— Problem to solve —
Continue the passage on VictoriaMetrics cluster storage and disaster recovery, picking up right after its final sentence.

─── Page extract ───

The storage component is the only stateful one. However, vmstorage nodes don't know about each other, don't communicate with each other, and don't share any data. It simplifies cluster maintenance and cluster scaling. Scaling storage layer is now so easy, just adding new nodes and updating vminsert and vmselect configurations. That’s it, no more steps are required.

Disaster recovery

Following Victoria Metrics’ recommendation that all components run in the same subnet network (same availability zone) to utilize high bandwidth, low latency, and thus low error rates. This increases cluster performance.

─── Supplied information ───

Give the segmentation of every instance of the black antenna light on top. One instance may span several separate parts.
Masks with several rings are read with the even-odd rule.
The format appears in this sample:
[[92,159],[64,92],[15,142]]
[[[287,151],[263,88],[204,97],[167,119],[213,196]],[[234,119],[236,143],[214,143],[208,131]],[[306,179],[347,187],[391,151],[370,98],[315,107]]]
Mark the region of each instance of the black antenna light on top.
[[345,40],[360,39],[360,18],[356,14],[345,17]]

───
─── Supplied information ───

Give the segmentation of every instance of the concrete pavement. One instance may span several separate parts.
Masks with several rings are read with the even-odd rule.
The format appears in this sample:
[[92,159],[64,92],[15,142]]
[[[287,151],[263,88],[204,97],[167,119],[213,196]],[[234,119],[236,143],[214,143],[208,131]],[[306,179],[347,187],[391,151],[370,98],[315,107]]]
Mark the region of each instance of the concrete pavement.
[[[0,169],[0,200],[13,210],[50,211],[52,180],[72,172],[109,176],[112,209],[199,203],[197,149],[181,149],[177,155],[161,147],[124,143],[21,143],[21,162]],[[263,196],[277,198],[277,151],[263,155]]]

───
─── Supplied information ───

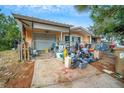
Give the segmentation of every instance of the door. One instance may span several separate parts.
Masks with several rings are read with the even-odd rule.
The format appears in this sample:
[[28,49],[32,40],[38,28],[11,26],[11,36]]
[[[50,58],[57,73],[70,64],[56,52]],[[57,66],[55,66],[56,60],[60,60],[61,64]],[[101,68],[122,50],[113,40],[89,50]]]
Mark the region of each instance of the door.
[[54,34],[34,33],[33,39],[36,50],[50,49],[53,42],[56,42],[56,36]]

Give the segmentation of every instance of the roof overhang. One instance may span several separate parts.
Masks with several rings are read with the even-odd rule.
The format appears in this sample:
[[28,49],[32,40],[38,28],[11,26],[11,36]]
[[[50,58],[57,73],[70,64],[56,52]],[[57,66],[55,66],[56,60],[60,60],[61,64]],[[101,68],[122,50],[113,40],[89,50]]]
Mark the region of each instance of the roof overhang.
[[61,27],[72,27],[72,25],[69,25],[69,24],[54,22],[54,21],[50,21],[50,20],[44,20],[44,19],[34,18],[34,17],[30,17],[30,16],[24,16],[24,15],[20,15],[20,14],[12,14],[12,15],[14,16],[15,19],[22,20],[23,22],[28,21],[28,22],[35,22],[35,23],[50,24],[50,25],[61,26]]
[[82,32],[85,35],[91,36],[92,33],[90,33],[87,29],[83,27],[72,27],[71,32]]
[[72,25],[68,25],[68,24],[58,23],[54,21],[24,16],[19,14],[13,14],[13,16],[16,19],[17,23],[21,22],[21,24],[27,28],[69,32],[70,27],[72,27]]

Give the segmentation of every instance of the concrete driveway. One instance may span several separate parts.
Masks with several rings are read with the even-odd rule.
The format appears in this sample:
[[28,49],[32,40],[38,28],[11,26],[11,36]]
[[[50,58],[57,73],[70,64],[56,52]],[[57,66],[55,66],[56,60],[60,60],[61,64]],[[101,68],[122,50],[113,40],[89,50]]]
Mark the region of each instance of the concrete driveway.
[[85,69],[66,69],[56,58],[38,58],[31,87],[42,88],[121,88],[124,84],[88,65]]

───

— Output of the exercise —
To have a multi-AZ, even multi-region (which we choose) setup, we run an independent cluster in each AZ or region. Then configure vmagent to send data to all clusters. vmagent has this feature built-in. [promxy](https://github.com/jacksontj/promxy) may be used for querying the data from multiple clusters. It provides a single data source for all PromQL queries meaning Grafana can have a single source and we can have globally aggregated PromQL queries.

Failover can be achieved by a combination of Route53 failover and/or promxy. When an entire AZ/region goes down, the system is still available for both read and write operations. Once the AZ/region is back in operation, missing data will be sent to that cluster by vmagent from its caching buffer.

Multi-tenancy

The system is centralization monitoring system, there are multiple teams using it. Data of each team is stored independently and isolated from others. Team has ability to access data for their own team only. This is exactly what are VM multi-tenancy feature offers.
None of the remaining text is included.